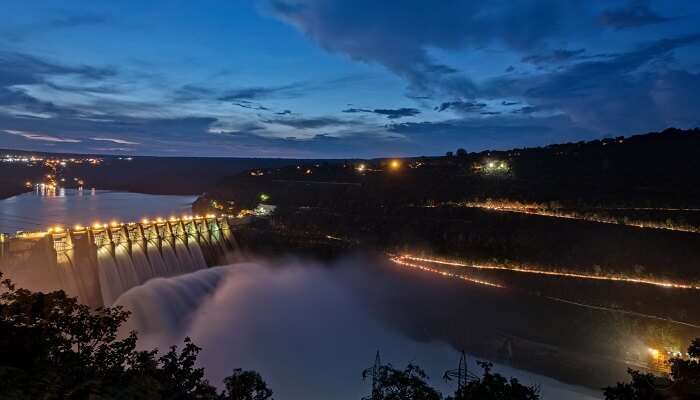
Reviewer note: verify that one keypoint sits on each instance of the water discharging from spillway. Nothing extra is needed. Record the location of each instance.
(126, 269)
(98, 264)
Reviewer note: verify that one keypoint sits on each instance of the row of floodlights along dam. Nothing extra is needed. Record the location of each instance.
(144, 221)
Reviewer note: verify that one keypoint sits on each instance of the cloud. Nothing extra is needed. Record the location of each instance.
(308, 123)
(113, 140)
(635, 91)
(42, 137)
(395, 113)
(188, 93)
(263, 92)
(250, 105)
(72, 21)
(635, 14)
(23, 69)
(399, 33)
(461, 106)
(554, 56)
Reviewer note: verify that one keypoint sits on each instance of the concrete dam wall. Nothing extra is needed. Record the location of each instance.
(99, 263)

* * *

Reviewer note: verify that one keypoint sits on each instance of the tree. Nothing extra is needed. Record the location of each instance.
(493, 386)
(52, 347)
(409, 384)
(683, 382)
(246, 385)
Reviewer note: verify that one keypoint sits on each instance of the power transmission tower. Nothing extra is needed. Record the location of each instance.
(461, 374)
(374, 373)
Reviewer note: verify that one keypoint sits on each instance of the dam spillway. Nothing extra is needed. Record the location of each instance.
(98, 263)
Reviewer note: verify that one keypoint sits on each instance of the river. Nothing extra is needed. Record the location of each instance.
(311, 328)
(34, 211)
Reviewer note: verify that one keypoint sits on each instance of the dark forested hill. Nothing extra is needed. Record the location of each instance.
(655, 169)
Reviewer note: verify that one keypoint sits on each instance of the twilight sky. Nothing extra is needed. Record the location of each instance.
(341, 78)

==

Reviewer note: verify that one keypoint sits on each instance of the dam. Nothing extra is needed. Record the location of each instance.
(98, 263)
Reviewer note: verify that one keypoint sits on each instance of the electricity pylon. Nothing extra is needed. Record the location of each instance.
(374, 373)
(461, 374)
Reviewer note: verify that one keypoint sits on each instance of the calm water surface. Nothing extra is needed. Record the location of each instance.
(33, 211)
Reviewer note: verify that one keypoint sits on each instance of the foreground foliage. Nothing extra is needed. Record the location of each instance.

EXERCISE GOAL
In the listing above, find the line with "of the calm" and the line with "of the foreground", then print exactly those lines and every line between them.

SOLUTION TO THIS EXERCISE
Reviewer note: verify that one keypoint sits on each instance of the calm water surface. Nothing extra is needed. Record the location of each instance.
(33, 211)
Reviewer note: verify that one keypoint sits on each instance of the foreground foliage. Nothing extra is needed. Record the location of each instance.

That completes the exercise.